| TASK REQUIREMENTS |
Rescale the data below by rewriting every line and changing only the point coordinates in the answers. Multiply each of those coordinates by 2.35 and round to the nearest whole number, rounding halves up.
start
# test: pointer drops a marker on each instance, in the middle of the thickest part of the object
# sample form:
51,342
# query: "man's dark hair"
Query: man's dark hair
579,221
end
| EXERCISE ANSWER |
# test: pointer drops a marker on each instance, in the middle of the thickest part of the object
# sample form:
51,342
# query: "man's dark hair"
Query: man's dark hair
1361,519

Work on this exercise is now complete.